**Source information:**
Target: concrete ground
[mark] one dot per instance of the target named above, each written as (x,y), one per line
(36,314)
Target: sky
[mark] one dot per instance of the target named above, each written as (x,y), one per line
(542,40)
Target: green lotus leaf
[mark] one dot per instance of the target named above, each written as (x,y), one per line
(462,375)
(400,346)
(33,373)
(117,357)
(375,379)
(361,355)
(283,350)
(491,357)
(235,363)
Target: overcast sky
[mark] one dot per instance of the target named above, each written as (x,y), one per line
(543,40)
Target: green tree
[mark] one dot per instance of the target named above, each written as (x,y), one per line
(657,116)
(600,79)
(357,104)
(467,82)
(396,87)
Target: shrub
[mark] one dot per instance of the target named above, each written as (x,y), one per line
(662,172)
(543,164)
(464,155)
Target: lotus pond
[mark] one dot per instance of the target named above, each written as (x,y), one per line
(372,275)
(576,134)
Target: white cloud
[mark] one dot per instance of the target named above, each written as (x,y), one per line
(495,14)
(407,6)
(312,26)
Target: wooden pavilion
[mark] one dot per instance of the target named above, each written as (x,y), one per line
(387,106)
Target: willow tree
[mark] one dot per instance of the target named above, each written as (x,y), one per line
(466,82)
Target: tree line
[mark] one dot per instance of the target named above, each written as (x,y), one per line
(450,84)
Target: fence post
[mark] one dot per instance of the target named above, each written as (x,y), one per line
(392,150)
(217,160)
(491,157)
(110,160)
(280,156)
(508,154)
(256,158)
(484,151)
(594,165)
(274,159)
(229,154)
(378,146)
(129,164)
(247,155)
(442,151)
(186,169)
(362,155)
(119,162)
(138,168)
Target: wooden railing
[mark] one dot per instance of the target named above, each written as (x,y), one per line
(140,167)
* * *
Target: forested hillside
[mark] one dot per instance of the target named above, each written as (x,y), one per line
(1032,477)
---
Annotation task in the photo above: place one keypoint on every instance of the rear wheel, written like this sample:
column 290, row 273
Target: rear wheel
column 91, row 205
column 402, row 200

**Your task:** Give the number of lines in the records above that contain the word "tree", and nothing more.

**Answer:** 3